The ‘Euskaldunak’ (Basque people) date back to at least the Roman era and probably far earlier. They first made their name as mercenaries during the golden age of the Roman Republic, fighting for Carthage during the Punic wars. Despite picking the losing side, they remained largely free from the Romans as their mountainous terrain discouraged invaders. Although they later fell under the suzerainty of the Roman Empire, they retained their own laws and customs.

Following the fall of Rome, the Basques fought off the Visigoths and the Franks, carving out their own slice of Europe. Such was their martial skill that when the Muslim ruler of Spain, Abd-al-Rahman, decided to invade France in 732, he chose to go round, as opposed to through, the Basques. Constant warfare prompted the Basques to centralise and Christianise their society, forming the Kingdom of Navarra in 818.

Yet even in the medieval period, the influence of the Basque people extended beyond Europe. Noted for their fishing, the Basques would regularly travel as far afield as Iceland, the Faroe Islands and the Hebrides to hunt down whales. In order to build ships capable of travelling such vast distances, the Basques became skilled shipbuilders, their shipyards stretching out along the Basque coast. The very first naval treaty affirming the freedom of the seas was actually signed by a Basque port – Bermeo – with King Edward III in 1351. During the age of discovery, the Basques sent ships to the New World, whaling in Brazil and the Southern Ocean and extending Spain’s globe-straddling Empire.

By the Spanish Golden Age, the Basque country had fallen under the authority of the Spanish throne. When the Catholic Monarchs – Isabella and Ferdinand – unified the country in 1492, only the Kingdom of Navarra (and Portugal) remained independent on the Iberian Peninsula. Ferdinand – unwilling to allow this – seized Navarra in 1512, promising that the Basques could retain their ancient customs. The French provinces – Lapurdi, Benafaroa and Zuberoa – became Basse Navarre – a splinter Kingdom which was absorbed by France.

In the tensions following the annexation of Navarra, one young Basque noble soldier – Iñigo Lopez – was injured. He would later become Saint Ignatius of Loyola, known today as the founder of the Society of Jesus or the Jesuits. That one of the oldest and most conservative catholic orders would originate here was unsurprising; the Basques, once they accepted Christianity, became fervent believers. Following their annexation into Catholic Spain, the Basques participated enthusiastically in the Inquisition, hunting down witches and infidels. This zealousness was replicated in the French Basqueland, where one witch hunter, Pierre De Lancre, reportedly burnt 600 witches in the early 17th Century.
▬▬▬▬▬▬
▸ **Goals**
(a) In the passage on Basque history, rewrite the part between "In the tensions" and "early 17th Century.", inclusive, substituting "magistrate" for "witch hunter".
(b) Which years, written as numerals, does the passage on Basque history mention?

▸ **Dataset records about object locations**
▬▬▬▬▬▬
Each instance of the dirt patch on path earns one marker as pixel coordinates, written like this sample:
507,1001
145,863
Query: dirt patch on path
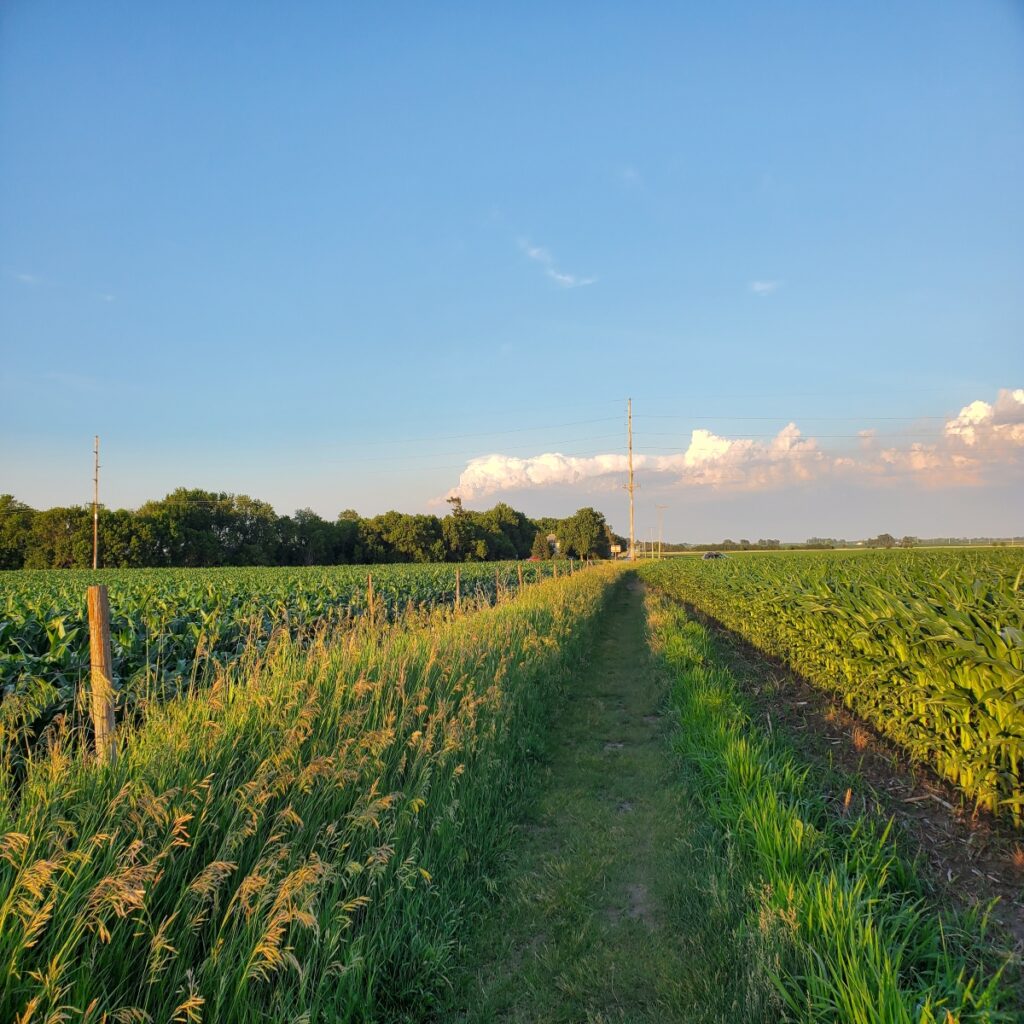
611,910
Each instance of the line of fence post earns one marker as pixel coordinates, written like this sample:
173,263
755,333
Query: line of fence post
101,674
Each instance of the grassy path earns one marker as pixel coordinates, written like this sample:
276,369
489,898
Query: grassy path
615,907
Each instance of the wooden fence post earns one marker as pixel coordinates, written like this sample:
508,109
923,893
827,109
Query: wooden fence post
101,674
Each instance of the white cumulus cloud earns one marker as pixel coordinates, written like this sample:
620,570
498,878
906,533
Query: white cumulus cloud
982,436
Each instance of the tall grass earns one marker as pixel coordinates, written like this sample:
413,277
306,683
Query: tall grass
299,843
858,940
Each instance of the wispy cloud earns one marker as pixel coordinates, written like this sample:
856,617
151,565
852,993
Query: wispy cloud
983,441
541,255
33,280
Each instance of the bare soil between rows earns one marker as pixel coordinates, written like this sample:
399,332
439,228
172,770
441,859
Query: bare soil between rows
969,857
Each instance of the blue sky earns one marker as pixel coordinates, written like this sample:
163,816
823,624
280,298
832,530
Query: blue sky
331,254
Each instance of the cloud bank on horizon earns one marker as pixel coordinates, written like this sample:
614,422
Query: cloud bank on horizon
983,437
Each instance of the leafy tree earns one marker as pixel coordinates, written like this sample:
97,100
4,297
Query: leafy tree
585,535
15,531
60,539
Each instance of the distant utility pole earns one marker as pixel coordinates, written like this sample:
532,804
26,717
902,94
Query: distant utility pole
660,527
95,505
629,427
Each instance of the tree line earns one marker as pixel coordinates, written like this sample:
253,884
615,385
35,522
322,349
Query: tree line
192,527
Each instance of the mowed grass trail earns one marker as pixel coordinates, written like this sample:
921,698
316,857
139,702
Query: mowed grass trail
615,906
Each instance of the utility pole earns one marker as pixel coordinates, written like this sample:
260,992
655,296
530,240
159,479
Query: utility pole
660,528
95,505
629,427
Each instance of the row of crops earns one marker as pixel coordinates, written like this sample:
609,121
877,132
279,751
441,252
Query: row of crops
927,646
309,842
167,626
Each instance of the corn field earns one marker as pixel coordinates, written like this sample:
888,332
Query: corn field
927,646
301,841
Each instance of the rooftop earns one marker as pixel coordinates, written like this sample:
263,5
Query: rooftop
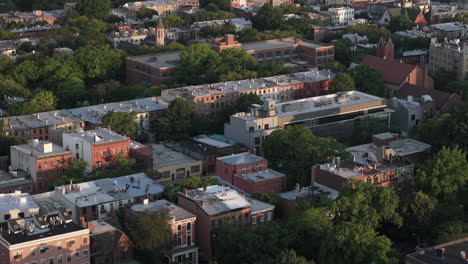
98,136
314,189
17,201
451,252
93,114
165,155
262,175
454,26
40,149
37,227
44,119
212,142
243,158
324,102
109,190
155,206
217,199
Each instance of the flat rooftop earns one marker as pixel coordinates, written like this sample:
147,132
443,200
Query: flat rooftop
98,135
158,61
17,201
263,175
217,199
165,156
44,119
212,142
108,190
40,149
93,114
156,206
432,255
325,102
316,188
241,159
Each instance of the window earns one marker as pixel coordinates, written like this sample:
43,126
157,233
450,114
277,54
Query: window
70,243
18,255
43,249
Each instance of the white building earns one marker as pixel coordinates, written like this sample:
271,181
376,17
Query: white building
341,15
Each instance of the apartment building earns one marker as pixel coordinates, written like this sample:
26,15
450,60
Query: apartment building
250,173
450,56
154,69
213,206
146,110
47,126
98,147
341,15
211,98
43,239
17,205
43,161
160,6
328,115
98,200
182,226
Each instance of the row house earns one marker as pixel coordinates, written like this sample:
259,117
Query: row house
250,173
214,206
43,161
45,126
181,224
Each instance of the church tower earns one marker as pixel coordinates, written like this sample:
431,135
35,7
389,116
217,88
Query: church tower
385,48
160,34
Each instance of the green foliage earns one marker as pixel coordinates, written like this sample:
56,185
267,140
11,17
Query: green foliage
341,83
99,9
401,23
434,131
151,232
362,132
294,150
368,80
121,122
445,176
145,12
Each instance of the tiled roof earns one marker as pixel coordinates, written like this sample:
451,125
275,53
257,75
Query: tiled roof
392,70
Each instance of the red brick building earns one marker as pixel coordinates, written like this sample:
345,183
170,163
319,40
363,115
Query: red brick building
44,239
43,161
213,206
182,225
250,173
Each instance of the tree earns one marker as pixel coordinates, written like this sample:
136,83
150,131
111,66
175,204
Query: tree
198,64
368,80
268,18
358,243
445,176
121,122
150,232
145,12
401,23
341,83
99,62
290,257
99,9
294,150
▬▬▬▬▬▬
▸ **Written responses**
(a)
In the tensions following the annexation of Navarra, one young Basque noble soldier – Iñigo Lopez – was injured. He would later become Saint Ignatius of Loyola, known today as the founder of the Society of Jesus or the Jesuits. That one of the oldest and most conservative catholic orders would originate here was unsurprising; the Basques, once they accepted Christianity, became fervent believers. Following their annexation into Catholic Spain, the Basques participated enthusiastically in the Inquisition, hunting down witches and infidels. This zealousness was replicated in the French Basqueland, where one magistrate, Pierre De Lancre, reportedly burnt 600 witches in the early 17th Century.

(b) 732, 818, 1351, 1492, 1512